Climate Migration - The Crisis Without a Legal Name
Climate change is no longer a future threat to human settlement. It is an active, accelerating driver of forced displacement today.
Climate Migration - The Crisis Without a Legal Name
Climate change is no longer a future threat to human settlement. It is an active, accelerating driver of forced displacement today. Floods, storms, droughts, rising seas, and extreme heat are uprooting hundreds of millions of people, and the numbers are growing sharply every year.[1] The populations bearing the greatest burden are overwhelmingly the world’s poorest even though they are the communities that contributed least to the emissions causing the crisis; but they are living in the regions most physically exposed to its consequences and with the fewest resources to adapt or relocate.
What makes climate migration a distinct equity crisis rather than simply a humanitarian one is the combination of scale, acceleration, and near-total legal invisibility. The people displaced by climate hazards today have no recognized status in international law, no guaranteed right to protection, no enforceable claim to assistance and no status to enter another country if that is where they need to go.[2] They are displaced by a crisis they did not cause, into a legal and political framework that does not acknowledge their existence. Understanding the gap between the scale of displacement and the inadequacy of the response is essential to any serious account of how climate change is exacerbating global inequity.
The Crisis is Already Underway
Measuring climate migration precisely is inherently difficult as the forces of climate intersect with poverty, conflict, and economic fragility, and people rarely move for a single reason. But the data that does exist points to a crisis of enormous and worsening scale.[3] Since systematic global tracking began in 2008, the Informatica Intelligent Data Management Cloud (IDMC) has reported 359 million internal displacements due to weather-related hazards, an average of 22.4 million per year.[4] That is the equivalent of the entire population of Australia being forced from their homes every single year.

* * *

> Required actions
- 1) Name every climate hazard that the climate migration text lists as uprooting people.
- 2) In the climate migration text, how many internal displacements due to weather-related hazards have been reported since systematic global tracking began in 2008?
The material placed after this point comes from a different source than the climate migration text.

> Entries supplied
* * *

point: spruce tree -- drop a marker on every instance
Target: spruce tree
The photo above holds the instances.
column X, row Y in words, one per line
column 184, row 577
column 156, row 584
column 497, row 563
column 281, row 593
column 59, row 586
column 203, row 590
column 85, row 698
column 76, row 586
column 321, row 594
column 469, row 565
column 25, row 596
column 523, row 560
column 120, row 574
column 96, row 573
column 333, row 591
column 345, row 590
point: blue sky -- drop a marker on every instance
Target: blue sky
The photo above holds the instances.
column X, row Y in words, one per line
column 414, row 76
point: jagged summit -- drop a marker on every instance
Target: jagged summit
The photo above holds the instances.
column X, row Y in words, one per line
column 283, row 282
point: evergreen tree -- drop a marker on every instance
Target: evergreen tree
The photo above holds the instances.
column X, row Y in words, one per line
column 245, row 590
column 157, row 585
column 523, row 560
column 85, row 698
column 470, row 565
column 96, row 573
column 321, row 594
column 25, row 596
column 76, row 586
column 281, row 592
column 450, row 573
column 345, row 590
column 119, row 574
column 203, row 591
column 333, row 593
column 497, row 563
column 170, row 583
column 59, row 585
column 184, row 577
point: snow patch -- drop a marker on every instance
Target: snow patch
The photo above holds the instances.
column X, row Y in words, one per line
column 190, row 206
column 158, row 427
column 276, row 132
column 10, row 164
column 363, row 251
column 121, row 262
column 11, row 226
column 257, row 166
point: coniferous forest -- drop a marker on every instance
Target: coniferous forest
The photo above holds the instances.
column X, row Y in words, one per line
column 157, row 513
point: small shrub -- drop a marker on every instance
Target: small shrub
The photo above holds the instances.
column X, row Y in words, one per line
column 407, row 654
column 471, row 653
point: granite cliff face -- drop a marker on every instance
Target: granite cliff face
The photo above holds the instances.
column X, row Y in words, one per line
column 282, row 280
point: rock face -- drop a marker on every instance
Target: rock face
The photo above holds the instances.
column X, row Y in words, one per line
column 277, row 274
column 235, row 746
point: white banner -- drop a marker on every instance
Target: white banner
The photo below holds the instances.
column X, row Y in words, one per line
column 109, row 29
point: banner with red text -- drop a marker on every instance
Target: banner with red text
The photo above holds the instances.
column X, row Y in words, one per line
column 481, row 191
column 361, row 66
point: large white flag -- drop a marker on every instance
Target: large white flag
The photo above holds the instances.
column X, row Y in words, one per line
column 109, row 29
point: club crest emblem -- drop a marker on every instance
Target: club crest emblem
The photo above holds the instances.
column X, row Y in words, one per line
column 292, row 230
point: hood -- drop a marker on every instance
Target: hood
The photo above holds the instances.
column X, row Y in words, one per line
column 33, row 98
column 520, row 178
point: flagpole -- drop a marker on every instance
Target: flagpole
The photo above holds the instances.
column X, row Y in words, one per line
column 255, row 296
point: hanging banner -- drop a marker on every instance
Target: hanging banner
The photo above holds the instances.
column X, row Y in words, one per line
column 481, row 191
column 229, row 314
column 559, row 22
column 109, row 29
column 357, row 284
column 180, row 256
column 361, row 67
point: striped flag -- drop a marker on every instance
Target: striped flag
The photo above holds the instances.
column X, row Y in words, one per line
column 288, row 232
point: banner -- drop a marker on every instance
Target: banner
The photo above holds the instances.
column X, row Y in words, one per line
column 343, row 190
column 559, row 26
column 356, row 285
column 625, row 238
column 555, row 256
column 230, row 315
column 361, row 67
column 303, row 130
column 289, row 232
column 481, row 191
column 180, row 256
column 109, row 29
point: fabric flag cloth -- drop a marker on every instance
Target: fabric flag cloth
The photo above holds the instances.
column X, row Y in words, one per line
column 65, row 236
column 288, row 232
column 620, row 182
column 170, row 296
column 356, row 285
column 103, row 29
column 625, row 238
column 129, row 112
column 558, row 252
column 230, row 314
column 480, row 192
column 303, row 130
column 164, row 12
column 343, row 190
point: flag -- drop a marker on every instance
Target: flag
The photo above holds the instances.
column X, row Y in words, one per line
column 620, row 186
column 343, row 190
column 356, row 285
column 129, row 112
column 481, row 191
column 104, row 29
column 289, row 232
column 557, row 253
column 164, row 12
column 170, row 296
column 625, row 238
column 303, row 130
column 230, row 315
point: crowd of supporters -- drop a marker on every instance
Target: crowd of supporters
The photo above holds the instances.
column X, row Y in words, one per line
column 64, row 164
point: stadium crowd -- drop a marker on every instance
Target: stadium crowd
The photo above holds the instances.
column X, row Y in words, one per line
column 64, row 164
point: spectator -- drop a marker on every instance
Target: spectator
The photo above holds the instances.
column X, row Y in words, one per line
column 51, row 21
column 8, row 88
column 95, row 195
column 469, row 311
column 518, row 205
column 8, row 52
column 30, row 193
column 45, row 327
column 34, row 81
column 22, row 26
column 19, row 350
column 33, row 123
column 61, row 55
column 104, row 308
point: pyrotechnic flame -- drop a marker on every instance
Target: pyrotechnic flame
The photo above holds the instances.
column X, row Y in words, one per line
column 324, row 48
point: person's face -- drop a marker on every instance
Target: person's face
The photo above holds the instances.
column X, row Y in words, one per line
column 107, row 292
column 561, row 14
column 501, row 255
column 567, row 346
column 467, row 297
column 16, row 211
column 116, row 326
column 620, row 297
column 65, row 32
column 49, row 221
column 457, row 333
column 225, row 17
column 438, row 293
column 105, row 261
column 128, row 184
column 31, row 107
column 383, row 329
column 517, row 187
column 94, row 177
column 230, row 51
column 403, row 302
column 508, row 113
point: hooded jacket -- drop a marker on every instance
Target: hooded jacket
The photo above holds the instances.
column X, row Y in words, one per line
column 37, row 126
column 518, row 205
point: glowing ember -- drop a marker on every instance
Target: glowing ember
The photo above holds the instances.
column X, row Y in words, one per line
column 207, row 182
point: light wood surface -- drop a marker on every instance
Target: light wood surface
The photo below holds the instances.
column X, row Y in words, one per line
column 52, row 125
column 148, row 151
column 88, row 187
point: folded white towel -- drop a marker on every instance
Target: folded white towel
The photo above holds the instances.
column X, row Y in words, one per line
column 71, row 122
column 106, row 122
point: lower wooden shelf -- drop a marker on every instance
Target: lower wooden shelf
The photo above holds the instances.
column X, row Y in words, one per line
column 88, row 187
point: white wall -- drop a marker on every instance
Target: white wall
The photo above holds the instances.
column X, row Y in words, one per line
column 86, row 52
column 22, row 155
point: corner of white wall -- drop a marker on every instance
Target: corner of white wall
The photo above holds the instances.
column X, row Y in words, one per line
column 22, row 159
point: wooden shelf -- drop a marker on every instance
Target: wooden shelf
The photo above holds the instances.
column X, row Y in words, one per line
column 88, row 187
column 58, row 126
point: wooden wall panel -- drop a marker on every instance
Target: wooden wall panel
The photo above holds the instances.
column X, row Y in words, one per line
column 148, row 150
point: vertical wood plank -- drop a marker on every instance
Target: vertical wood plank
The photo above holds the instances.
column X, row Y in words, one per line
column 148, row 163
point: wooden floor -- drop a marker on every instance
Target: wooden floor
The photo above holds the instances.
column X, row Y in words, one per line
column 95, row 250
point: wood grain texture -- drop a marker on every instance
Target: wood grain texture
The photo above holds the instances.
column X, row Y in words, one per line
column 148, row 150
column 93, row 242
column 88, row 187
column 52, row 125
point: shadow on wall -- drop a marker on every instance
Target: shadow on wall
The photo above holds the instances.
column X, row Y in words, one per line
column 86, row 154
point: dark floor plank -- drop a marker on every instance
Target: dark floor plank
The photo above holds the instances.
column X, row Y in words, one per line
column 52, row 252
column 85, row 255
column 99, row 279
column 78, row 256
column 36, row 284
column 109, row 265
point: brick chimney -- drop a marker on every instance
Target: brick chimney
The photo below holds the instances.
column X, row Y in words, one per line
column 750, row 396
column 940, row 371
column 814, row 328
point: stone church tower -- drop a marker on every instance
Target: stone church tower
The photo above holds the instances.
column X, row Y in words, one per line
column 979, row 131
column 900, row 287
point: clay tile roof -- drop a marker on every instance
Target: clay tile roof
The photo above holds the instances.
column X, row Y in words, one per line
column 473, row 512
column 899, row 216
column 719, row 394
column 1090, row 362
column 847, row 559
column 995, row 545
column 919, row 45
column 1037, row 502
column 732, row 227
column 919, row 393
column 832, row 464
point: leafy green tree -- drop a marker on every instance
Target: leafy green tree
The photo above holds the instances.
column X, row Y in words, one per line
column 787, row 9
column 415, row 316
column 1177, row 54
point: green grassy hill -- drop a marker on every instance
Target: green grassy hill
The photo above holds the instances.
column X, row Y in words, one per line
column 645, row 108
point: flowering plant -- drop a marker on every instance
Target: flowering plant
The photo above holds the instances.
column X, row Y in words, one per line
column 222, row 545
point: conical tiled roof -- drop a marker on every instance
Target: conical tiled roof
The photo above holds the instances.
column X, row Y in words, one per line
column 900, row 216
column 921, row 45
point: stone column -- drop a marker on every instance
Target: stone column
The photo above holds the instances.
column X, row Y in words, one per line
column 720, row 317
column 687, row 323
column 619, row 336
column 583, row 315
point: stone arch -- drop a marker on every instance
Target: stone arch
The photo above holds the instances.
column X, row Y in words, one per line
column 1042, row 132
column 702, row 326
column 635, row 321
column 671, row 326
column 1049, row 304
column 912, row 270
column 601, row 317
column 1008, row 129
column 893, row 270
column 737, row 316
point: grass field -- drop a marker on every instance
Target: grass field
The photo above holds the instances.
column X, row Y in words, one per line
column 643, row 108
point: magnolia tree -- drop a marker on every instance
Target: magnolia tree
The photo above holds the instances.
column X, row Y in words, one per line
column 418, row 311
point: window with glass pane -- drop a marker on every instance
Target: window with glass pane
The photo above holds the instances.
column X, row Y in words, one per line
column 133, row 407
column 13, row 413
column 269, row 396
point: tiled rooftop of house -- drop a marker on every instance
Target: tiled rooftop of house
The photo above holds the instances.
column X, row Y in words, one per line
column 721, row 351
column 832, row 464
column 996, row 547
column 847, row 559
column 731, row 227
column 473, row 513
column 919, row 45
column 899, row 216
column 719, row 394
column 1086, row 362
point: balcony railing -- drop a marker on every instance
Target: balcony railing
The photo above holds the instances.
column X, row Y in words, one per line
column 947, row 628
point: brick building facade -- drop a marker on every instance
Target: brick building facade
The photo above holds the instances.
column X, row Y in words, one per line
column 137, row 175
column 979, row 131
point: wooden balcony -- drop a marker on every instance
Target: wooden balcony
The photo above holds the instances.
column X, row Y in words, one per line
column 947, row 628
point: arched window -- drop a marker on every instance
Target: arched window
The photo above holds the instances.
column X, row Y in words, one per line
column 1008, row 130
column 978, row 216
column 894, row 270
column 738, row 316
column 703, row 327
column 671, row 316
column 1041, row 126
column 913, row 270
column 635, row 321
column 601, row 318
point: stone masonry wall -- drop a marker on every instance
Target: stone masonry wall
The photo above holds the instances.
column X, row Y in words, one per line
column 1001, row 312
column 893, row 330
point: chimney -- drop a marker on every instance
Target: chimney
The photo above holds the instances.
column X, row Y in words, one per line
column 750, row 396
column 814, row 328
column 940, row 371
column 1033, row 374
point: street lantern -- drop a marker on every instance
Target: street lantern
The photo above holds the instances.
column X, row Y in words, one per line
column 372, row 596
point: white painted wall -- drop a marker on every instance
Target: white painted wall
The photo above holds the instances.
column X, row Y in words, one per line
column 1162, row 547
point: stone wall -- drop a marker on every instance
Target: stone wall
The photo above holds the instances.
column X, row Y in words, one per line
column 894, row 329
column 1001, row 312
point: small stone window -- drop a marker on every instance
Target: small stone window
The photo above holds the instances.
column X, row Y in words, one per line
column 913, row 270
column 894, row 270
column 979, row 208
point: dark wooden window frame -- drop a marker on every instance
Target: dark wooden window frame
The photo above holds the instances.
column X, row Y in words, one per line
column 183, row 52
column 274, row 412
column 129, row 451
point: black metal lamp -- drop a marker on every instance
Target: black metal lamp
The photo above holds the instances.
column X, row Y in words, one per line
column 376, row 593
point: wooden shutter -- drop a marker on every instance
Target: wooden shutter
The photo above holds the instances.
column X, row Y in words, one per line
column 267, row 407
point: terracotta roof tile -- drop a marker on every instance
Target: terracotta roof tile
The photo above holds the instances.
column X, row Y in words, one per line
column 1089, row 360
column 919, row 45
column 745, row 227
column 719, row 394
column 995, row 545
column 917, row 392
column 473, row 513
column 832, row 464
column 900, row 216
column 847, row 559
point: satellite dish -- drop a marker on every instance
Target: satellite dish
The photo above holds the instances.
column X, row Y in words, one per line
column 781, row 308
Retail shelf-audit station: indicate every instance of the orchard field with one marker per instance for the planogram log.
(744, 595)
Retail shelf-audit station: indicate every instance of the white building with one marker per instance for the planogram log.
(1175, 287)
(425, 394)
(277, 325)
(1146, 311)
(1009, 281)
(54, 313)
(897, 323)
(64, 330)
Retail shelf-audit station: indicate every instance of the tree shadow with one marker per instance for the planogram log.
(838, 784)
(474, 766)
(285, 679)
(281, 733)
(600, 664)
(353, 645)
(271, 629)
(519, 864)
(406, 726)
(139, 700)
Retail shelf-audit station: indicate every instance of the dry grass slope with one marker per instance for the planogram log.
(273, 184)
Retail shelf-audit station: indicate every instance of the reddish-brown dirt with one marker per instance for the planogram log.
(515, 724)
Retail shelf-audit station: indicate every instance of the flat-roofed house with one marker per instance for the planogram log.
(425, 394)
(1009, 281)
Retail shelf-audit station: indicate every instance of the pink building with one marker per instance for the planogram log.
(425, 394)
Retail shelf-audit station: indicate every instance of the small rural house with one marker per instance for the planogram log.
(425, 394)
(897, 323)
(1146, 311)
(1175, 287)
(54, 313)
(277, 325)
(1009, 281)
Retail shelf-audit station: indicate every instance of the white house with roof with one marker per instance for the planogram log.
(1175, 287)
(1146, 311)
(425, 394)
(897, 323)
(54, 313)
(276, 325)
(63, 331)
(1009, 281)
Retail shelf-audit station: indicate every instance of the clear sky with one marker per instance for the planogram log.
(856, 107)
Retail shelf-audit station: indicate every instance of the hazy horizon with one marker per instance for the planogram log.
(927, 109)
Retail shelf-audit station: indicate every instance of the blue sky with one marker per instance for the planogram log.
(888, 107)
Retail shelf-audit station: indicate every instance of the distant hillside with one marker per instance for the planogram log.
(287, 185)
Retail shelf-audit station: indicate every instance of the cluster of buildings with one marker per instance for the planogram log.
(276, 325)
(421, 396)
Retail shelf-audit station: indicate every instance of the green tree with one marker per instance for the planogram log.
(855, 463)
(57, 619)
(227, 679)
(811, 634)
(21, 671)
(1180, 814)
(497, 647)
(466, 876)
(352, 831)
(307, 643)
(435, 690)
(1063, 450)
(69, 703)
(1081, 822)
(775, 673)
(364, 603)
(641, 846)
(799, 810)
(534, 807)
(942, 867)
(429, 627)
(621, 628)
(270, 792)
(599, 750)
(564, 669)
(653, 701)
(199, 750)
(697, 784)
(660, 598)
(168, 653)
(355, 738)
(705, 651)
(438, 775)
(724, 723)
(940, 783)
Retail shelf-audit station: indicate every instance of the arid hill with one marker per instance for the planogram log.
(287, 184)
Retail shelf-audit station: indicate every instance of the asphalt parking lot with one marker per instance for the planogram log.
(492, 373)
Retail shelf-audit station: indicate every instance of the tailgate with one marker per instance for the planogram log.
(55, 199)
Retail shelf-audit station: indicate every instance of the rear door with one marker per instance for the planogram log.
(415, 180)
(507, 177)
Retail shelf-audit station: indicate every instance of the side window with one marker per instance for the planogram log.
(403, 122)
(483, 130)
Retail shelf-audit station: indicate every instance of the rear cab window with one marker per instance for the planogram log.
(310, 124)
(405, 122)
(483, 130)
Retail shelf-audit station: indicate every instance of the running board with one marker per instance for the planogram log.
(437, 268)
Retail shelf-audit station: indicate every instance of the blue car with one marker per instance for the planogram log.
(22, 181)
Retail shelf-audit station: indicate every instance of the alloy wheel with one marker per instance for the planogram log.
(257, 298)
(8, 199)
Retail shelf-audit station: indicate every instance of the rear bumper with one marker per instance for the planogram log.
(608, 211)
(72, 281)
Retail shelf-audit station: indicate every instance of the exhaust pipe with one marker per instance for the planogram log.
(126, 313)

* * *

> The answers
- 1) Floods, storms, droughts, rising seas, and extreme heat.

- 2) 359 million.